> [Given entries]:
┌──

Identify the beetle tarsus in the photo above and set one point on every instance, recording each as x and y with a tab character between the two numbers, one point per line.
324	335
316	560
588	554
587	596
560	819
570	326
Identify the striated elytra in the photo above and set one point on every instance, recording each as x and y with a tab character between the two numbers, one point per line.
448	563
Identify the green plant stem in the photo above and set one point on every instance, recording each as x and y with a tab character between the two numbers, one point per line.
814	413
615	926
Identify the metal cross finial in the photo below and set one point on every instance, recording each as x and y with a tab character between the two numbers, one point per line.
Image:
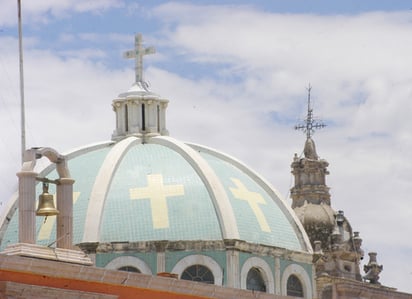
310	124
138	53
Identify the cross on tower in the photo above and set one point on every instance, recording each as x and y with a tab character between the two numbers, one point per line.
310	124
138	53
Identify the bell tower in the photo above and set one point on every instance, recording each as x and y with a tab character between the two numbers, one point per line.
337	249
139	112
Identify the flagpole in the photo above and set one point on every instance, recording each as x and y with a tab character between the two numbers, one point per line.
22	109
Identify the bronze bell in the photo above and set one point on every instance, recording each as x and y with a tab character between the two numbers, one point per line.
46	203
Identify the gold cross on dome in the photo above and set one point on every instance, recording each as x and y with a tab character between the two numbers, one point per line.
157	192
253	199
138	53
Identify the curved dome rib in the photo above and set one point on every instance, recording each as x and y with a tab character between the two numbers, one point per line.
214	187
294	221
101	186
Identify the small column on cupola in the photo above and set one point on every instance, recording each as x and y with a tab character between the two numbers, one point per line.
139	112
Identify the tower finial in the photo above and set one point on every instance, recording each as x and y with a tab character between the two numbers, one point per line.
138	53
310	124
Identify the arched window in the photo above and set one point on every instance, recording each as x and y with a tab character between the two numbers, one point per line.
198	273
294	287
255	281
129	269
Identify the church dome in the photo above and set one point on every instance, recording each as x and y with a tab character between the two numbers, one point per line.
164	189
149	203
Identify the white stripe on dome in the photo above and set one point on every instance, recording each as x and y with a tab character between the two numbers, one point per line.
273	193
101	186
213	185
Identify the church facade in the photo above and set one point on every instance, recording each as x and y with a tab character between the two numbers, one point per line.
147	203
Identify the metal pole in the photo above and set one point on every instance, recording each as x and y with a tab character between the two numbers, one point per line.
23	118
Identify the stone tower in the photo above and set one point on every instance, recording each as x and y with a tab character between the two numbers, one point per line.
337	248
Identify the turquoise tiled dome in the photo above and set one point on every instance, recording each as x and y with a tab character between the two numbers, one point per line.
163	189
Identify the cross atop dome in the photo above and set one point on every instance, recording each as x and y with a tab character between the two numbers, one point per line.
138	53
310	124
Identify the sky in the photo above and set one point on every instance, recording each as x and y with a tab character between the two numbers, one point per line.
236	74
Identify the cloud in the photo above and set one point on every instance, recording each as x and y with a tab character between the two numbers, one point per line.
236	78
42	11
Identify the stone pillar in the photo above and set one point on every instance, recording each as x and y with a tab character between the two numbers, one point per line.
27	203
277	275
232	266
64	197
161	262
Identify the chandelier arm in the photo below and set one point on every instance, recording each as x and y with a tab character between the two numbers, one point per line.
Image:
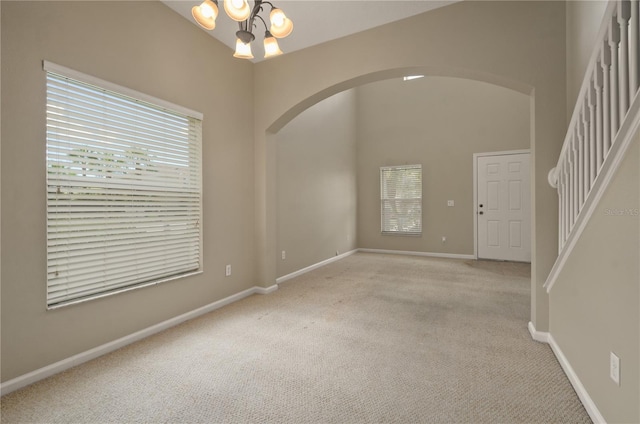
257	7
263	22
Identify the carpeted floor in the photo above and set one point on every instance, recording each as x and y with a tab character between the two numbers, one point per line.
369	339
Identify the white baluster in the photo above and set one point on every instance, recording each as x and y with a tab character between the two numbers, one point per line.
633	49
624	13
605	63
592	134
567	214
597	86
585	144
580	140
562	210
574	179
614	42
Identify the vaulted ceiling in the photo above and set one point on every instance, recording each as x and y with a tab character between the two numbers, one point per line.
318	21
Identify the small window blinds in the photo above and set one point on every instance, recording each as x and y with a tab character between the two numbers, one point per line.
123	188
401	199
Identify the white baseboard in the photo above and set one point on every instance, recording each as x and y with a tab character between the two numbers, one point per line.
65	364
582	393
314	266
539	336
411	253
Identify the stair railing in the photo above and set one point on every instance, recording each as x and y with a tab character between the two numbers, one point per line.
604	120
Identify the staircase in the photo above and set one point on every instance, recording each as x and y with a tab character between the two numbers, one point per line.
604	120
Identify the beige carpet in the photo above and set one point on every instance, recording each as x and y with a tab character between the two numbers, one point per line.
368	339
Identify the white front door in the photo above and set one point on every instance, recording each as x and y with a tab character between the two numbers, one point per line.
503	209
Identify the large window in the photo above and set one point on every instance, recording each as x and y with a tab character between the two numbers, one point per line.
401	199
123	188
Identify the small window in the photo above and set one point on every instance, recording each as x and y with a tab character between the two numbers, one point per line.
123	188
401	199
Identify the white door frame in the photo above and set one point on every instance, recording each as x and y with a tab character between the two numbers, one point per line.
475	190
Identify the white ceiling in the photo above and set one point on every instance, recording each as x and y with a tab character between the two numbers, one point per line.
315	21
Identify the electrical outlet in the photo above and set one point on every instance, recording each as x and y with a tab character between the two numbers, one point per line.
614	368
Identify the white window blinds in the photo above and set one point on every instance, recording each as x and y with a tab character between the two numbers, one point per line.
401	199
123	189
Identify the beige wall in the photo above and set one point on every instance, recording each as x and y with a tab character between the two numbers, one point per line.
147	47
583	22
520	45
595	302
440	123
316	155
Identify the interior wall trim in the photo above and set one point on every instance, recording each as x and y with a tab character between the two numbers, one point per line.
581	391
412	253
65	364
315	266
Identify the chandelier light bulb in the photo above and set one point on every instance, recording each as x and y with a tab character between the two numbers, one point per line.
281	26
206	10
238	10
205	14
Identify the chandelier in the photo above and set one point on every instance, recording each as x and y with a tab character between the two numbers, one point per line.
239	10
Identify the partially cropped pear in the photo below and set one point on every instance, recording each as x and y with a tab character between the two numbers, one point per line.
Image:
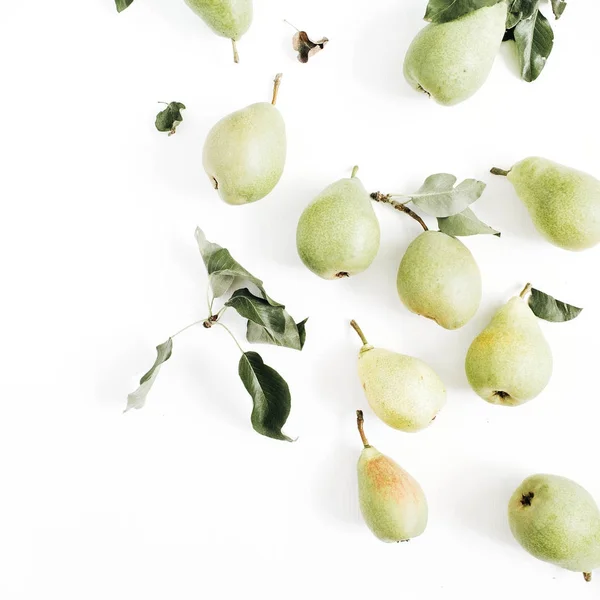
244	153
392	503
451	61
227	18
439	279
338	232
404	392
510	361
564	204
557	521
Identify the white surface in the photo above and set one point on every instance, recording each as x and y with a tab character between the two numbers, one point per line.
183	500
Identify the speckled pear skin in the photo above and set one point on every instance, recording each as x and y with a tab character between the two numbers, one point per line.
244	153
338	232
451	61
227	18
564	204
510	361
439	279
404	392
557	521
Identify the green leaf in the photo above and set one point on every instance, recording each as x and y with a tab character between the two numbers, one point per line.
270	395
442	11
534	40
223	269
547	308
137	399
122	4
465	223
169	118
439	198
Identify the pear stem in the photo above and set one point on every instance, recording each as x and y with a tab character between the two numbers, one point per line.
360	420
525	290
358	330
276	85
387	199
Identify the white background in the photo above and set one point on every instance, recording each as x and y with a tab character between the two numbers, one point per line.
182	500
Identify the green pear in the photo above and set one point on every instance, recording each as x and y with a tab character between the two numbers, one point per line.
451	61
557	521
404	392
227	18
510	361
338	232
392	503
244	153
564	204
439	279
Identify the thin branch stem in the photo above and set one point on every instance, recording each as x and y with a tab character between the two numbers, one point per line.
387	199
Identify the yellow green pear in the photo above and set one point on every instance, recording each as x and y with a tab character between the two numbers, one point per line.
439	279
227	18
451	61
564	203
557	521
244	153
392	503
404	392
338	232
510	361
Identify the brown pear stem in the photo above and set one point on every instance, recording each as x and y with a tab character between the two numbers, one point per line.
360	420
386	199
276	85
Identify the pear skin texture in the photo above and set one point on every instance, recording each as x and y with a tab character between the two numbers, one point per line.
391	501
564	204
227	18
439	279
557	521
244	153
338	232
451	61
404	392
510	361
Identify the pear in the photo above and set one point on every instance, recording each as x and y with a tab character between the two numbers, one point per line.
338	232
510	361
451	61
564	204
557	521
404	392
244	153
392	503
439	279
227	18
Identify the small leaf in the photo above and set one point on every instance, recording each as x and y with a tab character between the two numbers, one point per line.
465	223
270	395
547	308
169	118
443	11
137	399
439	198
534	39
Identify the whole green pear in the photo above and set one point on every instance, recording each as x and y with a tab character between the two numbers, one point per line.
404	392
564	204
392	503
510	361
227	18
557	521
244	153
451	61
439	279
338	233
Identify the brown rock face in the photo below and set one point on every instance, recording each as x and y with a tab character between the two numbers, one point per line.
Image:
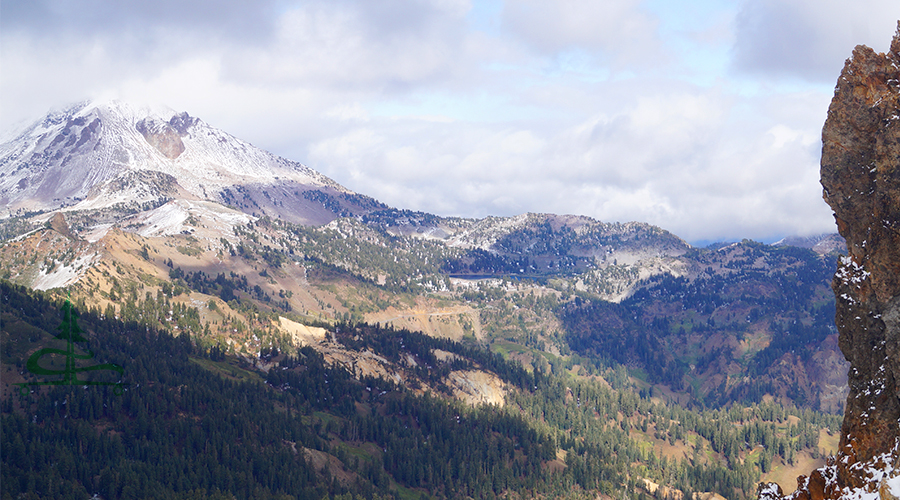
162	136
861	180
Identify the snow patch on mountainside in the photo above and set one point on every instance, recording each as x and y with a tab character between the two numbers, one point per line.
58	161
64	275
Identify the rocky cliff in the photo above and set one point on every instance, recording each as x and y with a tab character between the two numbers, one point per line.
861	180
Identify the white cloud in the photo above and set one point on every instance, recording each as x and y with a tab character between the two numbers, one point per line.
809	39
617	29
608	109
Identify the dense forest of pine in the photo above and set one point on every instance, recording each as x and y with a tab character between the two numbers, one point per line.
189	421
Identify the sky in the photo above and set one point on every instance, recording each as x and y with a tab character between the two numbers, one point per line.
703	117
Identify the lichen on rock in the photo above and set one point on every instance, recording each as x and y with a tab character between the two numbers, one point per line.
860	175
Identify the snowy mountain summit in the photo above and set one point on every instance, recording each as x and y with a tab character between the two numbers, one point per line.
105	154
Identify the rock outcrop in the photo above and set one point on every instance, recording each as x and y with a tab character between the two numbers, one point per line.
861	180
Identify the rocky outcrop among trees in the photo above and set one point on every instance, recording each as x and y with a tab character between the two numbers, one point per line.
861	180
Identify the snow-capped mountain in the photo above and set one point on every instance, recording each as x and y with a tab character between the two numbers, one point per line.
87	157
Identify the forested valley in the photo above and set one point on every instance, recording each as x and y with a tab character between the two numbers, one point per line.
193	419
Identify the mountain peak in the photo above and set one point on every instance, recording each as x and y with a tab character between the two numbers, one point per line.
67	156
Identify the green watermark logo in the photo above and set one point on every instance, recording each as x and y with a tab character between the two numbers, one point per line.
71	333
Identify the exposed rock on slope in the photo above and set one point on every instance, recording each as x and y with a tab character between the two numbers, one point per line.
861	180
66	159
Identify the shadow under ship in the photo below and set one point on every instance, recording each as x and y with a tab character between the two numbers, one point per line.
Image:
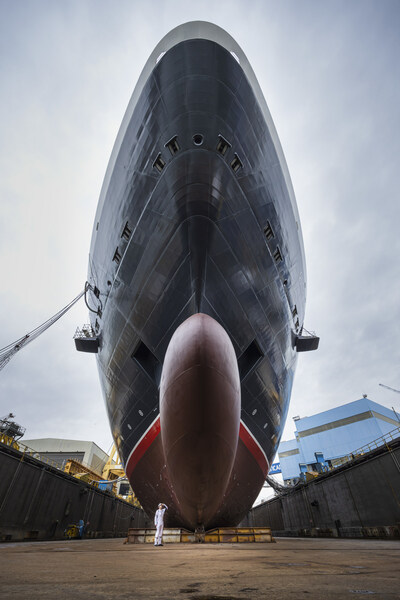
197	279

└──

> [Your goal]: Locate the lines above that hold the word "below". Show every one of them.

> [Result of this exercise]:
Identify the metal cross finial in the photo below and set one point on every instance, recording each as x and y with a tab character between the two numbers, one point per line.
Identify the chandelier arm in the photo below and set one point on every instance, recording each as x and y with a tab character between the two numbers, one point per line.
Identify the partially cropped pear in the photo below and set one point on every instance, recording each as x and y with a tab character between the two numbers, one point per line.
Identify the brown rock face in the photo below and set one point on every instance, recording each as x and y with a tab character between the two numbers, one point per line.
Identify the shadow under ship in the photo below and set one point on every instance, recording each as x and y with a tab character between the two numbers, one point per line.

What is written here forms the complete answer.